SUPPLIED TEXT section start

At some point, it will be time to transition your baby from your milk onto something else, whether that is formula (if your baby is under 1 when you stop pumping, or if you need to supplement), or to milk if your baby is at least 12 months old. Here is how to do it.
Figuring Out What To Transition To
If you stop pumping before your baby turns 1, you will need to transition to formula. After your baby turns 1, though, you have to figure out what exactly your kid should be drinking instead of breast milk and/or formula, such as cow’s milk or other alternative milks like soy milk. It’s a good idea to talk with your baby’s doctor about this – some doctors recommend whole cow’s milk for 1-year-olds, others say 2% or whatever the rest of the family drinks is fine (mine actually said whole for one kid and 2% for the other, so who knows).
It also might depend on your individual baby’s circumstances; for example, a doctor might be more likely to recommend whole milk for a baby on the lower end of the weight curve or an alternative milk for a baby who doesn’t tolerate lactose well.
If your baby has dairy allergies or doesn’t tolerate it well, there are alternative milks that you can feed your baby instead of cow’s milk:.

SUPPLIED TEXT section end

(WHAT NEEDS TO BE DONE):
In the text on moving a baby off breast milk, condense the paragraph beginning "If you stop pumping before your baby turns 1" into a short list that keeps its main facts.

PROVIDED DATA section start

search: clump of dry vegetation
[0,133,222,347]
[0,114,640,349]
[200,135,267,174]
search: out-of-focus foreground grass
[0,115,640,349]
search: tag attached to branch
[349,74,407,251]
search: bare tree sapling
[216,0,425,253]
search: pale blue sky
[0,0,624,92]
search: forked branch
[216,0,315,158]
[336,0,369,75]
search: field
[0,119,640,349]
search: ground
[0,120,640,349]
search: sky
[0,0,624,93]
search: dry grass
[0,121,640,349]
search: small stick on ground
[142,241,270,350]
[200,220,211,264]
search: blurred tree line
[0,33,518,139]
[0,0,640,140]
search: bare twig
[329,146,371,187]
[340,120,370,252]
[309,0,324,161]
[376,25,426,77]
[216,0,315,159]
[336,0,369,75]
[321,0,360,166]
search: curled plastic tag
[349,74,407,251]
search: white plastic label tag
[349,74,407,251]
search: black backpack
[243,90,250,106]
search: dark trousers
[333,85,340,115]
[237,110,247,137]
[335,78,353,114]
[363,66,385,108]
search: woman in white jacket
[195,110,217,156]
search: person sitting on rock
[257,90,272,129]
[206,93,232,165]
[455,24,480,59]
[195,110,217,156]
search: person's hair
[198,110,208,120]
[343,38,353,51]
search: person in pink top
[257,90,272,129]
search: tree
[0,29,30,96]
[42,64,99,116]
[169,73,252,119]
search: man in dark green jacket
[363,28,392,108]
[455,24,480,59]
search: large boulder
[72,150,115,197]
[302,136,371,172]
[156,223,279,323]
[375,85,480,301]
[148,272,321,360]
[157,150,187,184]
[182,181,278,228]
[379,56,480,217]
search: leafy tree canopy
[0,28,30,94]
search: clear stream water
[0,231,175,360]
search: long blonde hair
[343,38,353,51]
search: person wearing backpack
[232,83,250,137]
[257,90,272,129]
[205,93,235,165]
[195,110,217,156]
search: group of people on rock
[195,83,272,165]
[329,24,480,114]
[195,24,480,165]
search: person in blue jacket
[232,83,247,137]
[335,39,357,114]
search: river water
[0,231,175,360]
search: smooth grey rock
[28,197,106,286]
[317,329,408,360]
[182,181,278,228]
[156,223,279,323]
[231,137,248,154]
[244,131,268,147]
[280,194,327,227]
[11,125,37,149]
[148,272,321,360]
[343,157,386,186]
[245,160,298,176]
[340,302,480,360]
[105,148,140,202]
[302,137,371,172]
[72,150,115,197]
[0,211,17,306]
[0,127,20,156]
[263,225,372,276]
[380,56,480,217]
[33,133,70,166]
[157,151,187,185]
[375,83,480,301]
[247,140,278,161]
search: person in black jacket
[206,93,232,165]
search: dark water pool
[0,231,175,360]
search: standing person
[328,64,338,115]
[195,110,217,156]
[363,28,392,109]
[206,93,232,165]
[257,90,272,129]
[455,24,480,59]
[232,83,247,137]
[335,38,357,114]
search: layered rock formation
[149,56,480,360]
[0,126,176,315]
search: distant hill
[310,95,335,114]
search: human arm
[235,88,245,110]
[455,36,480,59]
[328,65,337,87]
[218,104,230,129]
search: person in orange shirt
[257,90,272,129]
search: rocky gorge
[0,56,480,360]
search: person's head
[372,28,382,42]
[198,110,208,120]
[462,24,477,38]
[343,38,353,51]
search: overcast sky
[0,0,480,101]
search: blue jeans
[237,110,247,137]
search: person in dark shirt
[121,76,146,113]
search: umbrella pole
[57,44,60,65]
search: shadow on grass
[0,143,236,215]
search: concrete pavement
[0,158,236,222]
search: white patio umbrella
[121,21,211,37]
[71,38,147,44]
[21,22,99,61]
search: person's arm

PROVIDED DATA section end

(REPLY):
- Stopping pumping before the baby turns 1 means switching to formula.
- After age 1, a replacement for breast milk and/or formula must be chosen, such as cow's milk or an alternative milk like soy milk.
- Consulting the baby's doctor is advisable.
- Doctors differ: some recommend whole cow's milk for 1-year-olds, while others consider 2% or the family's usual milk fine.
- The writer's own doctor advised whole milk for one child and 2% for the other.